- [Short task A] Collect every line of the listing that contains the word "coati", matching case exactly.

- [Extract to read]
+ + + + + + +

Speaker 2: I think by having the direct conversation, by standing up for yourself, by being really clear about your perspective on the situation and being really clear about your willingness to listen to compromise, to suggest solutions, but also to stay open to ones that you haven't considered
Speaker 2: if you really get shut down at that point, you're in such better shape having that next level discussion or talking to someone else about
Speaker 1: I like that, I like that.
Speaker 2: And I don't want to say that kate hasn't brought this up
Speaker 2: because she has,
Speaker 2: but it's been brought up in a sense of up down, up, Down, up, down,
Speaker 1: right, no middle ground here.

+ + + + + + +

- [Working data]
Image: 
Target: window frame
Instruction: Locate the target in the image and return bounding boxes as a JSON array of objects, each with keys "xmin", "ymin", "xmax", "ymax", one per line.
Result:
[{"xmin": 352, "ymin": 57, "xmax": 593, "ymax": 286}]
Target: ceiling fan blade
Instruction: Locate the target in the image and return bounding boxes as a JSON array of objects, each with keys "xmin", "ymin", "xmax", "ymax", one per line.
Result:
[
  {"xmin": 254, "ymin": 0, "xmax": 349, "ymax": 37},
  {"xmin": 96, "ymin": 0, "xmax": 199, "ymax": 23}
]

+ + + + + + +

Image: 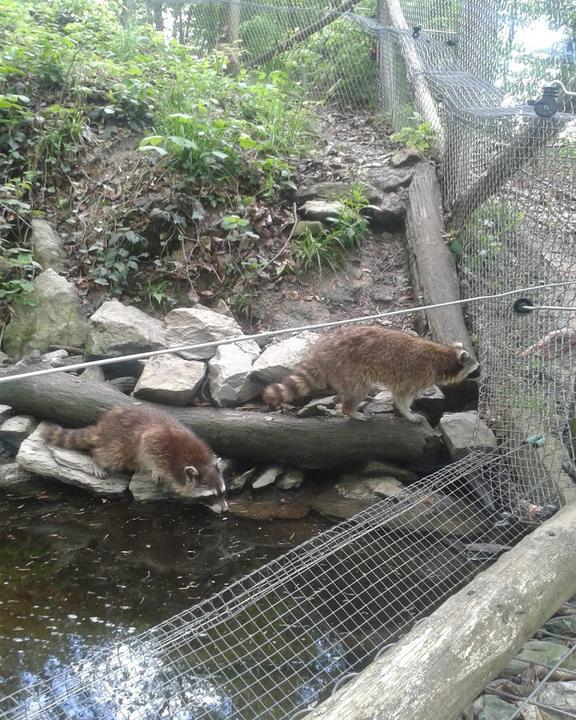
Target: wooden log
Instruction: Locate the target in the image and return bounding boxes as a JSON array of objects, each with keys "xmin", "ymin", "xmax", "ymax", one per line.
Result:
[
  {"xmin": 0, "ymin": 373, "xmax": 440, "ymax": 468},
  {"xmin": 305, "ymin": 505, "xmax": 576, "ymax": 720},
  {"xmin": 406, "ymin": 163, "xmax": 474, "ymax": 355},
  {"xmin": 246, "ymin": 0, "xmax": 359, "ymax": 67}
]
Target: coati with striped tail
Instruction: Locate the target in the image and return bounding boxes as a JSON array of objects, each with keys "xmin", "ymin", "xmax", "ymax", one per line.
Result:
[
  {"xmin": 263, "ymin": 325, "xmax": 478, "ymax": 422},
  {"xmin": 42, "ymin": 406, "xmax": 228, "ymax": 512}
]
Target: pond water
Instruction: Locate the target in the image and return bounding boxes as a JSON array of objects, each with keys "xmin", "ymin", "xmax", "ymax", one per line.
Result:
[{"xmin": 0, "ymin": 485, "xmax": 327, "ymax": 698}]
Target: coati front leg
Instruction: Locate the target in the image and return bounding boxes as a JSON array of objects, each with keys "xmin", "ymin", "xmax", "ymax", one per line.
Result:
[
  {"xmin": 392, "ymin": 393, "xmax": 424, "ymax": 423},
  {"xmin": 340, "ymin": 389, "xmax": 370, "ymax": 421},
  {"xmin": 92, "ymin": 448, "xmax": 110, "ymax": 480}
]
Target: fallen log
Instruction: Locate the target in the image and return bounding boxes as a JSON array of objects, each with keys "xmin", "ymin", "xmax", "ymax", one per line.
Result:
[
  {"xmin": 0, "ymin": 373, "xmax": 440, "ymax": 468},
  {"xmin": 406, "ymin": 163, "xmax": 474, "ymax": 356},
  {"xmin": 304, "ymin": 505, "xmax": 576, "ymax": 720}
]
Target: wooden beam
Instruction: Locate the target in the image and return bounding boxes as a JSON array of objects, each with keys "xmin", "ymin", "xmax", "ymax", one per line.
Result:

+ + + + + + +

- [Short task B] Please echo the conversation word for word, everything from "Speaker 2: I think" down to "I like that.".

- [Complete response A]
Target: coati with striped tail
Target: coati front leg

- [Complete response B]
Speaker 2: I think by having the direct conversation, by standing up for yourself, by being really clear about your perspective on the situation and being really clear about your willingness to listen to compromise, to suggest solutions, but also to stay open to ones that you haven't considered
Speaker 2: if you really get shut down at that point, you're in such better shape having that next level discussion or talking to someone else about
Speaker 1: I like that, I like that.